> [EXTRACT PROVIDED]:

[fpc-pascal] Cross compiling x86_64 on i386 Linux.

Tony Whyman tony.whyman at mccallumwhyman.com
Tue May 29 10:40:04 CEST 2012


Bruce,

If you are using a Debian derived distribution such as Ubuntu, you might 
find it easier to use debootstrap to create a 64 bit environment on your 
system and compile the program in that environment (see 
https://help.ubuntu.com/community/DebootstrapChroot for a guide). Then 
you can be sure that you have all the correct libraries in their 
standard paths, etc.

In my set up, I compile for both 64 bit and 32 bit targets on a 64 bit 
machine and have separate debootstrap (chroots) for each target 
environment rather than compile in the development environment. This 
ensures that the final compilation takes place in a known clean 
environment. I also have a chroot for a win32 cross compiler.

Once you have created the chroot for each target, all you need to do is 
to install the fpc debs in the appropriate environment (64 bit fpc for 
the 64 bit environment, 32 bit for the 32 bit environment), install any 
other libraries you need for the distribution repository and then 
compile the software in each chroot separately. The result will be 
executables built for each target and built in a clean environment. If 
you also want to generate distribution packages (debs), this is also the 
best way to go about it.

Regards

Tony Whyman
MWA Software




On 29/05/12 03:19, Bruce Tulloch wrote:
> Closer, but not quite there yet...
>
> To get this going I've (sshfs) mounted a 64 bit system on /mnt/engels
> and then attempted to cross-compile on the 32 bit system with:
>
>    fpc -MDelphi -Scgi -CX -O3 -OoUNCERTAIN -OoREGVAR \
>    -Tlinux -Px86_64 -Xs -XX -va -l \
>    -dLCL -dLCLgtk2 -XR/mnt/engels
>
> This compiles but fails at the linker:
>
>    Searching file /mnt/engels/usr/lib64/crtn.o... found
>    Searching file /usr/local/opt/binutils/bin/x86_64-linux-ld... found
>    Using util /usr/local/opt/binutils/bin/x86_64-linux-ld
>    /usr/local/opt/binutils/bin/x86_64-linux-ld: skipping incompatible
> /lib/libpthread.so.0 when searching for /lib/libpthread.so.0
>    /usr/local/opt/binutils/bin/x86_64-linux-ld: cannot find
> /lib/libpthread.so.0
>    Error: Error while linking
>    Fatal: There were 1 errors compiling module, stopping
>
> The linker
>
>   /usr/local/opt/binutils/bin/x86_64-linux-ld
>
> was created using (an appropriately modified)

> [WHAT TO WORK ON]:
(1) In the mailing-list post on cross compiling x86_64, list every option in the fpc command that begins with -O or -X.
(2) Pick up the mailing-list post on cross compiling x86_64 from its last line and carry it on.

> [RECORDS PROVIDED]:

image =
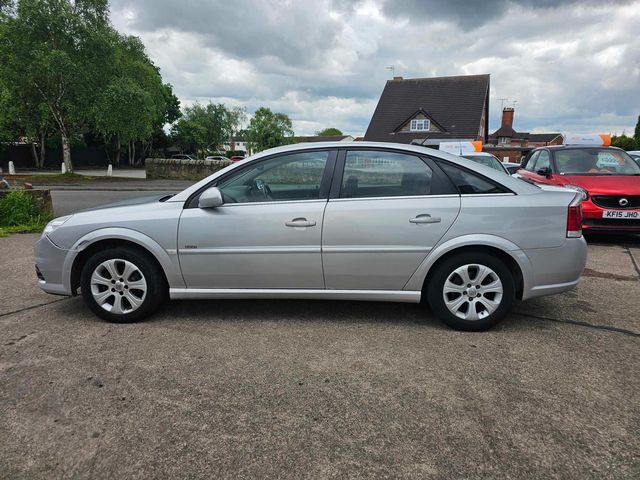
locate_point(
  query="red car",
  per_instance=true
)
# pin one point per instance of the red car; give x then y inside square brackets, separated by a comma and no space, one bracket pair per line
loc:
[607,177]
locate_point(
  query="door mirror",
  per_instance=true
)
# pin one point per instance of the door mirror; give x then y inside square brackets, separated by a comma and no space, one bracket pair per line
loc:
[544,171]
[210,198]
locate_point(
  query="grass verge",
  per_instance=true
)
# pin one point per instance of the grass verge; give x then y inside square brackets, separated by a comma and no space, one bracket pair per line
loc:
[20,213]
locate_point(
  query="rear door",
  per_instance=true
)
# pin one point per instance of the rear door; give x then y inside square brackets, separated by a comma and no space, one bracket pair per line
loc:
[386,211]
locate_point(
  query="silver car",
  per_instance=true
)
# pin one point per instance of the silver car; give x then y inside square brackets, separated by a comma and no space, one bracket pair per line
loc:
[367,221]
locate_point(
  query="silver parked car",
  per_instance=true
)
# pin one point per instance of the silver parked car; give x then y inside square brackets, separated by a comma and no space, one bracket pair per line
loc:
[367,221]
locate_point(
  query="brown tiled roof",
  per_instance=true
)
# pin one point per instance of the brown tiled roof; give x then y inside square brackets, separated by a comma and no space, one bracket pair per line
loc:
[455,103]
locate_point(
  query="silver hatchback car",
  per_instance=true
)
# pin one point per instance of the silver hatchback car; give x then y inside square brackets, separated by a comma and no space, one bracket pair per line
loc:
[367,221]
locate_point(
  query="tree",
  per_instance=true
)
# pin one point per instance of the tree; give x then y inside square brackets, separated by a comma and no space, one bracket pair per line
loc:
[135,103]
[267,130]
[624,142]
[329,132]
[206,127]
[55,57]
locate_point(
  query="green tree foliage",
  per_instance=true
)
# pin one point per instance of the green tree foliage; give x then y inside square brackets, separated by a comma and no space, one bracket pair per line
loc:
[267,130]
[624,142]
[204,128]
[329,132]
[65,70]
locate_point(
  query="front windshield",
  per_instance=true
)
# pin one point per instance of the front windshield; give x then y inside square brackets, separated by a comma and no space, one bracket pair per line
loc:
[488,161]
[595,161]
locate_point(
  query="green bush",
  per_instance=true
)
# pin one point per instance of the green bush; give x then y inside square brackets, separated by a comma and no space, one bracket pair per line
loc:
[20,209]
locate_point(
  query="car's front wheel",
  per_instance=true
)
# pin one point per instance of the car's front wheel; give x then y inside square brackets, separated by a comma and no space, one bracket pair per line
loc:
[122,285]
[471,291]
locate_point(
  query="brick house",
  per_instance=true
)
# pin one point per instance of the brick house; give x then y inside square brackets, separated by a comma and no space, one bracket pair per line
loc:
[429,110]
[510,145]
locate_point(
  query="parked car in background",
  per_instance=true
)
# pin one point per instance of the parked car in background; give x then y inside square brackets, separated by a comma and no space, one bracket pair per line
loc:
[365,221]
[607,178]
[484,158]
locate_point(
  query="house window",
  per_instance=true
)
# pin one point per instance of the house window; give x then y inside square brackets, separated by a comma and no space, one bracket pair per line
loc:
[420,125]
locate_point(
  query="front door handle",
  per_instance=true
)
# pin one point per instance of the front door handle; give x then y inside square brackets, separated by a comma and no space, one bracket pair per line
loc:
[425,218]
[300,222]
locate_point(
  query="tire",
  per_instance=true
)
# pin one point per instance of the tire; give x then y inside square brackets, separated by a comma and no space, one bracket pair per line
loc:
[475,309]
[122,285]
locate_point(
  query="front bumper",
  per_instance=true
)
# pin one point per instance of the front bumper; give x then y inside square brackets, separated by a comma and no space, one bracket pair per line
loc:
[49,266]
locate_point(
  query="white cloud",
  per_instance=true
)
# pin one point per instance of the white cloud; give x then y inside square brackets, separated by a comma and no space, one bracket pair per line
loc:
[571,66]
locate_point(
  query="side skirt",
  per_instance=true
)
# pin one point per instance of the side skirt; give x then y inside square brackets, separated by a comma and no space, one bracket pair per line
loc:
[367,295]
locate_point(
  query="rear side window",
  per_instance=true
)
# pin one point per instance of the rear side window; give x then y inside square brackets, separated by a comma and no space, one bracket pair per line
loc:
[531,163]
[470,183]
[369,173]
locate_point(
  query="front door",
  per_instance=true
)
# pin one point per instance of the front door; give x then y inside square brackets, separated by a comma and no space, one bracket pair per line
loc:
[391,209]
[267,233]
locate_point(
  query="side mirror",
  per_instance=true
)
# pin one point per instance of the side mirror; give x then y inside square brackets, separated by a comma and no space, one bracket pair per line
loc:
[210,198]
[545,172]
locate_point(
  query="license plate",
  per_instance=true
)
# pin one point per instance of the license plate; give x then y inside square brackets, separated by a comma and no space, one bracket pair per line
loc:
[621,215]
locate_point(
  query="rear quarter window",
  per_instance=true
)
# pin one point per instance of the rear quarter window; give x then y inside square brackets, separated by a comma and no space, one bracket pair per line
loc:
[470,183]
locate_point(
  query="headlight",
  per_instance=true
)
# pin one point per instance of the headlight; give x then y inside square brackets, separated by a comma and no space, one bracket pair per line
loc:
[580,190]
[55,223]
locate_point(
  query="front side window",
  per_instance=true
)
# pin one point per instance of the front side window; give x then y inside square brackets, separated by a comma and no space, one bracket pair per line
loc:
[420,125]
[384,174]
[469,183]
[595,161]
[287,177]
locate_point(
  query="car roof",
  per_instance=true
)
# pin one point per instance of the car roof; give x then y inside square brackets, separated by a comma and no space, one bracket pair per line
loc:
[509,182]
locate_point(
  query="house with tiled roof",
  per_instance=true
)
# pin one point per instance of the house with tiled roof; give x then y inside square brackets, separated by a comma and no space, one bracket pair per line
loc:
[430,110]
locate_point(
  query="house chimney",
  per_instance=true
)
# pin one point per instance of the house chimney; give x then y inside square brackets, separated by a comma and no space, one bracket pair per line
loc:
[507,117]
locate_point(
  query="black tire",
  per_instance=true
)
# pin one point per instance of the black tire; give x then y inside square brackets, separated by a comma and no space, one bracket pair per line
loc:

> [RESPONSES FOR EACH TASK]:
(1) -O3, -OoUNCERTAIN, -OoREGVAR, -Xs, -XX, -XR/mnt/engels

(2)
>
>    fpcfixes_2.6/cross/buildcrossbinutils
>
> i.e. built to run on i386 and target x86_64
>
>    MYINTEL=i386
>    TARGETS_X86_64="linux"
>
> and the pthread library is (presumably, given the -XR option)
>
>    /mnt/engels/lib/libpthread.so
>
> which file reports as
>
>    libpthread-2.11.3.so: ELF 64-bit LSB shared object, x86-64, version
>    1 (SYSV), dynamically linked (uses shared libs), for GNU/Linux
>    2.6.18, not stripped
>
> How can I find out why x86_64-linux-ld reports it as incompatible?
>
> Many thanks, Bruce.
>
> On 05/28/12 23:02, Jonas Maebe wrote:
>> On 28 May 2012, at 14:56, Bruce Tulloch wrote:
>>
>>> Am I correct to assume that if I drag in the x86_64 libraries I need
>>> from another x86_64 system, put them in a local directory and then
>>> reference then using the -XR option I can make this setup work?
>> -XR is for pointing the compiler/linker to the top of a complete sysroot (i.e., a hierarchy with /lib, /usr/lib etc), not to a directory with just few handpicked libraries. For the latter, use the -Fl command line switch instead, possibly combined with -Xd (to prevent the compiler from passing the default system directories as search paths to the linker).
>>
>> And yes, that should indeed work fine.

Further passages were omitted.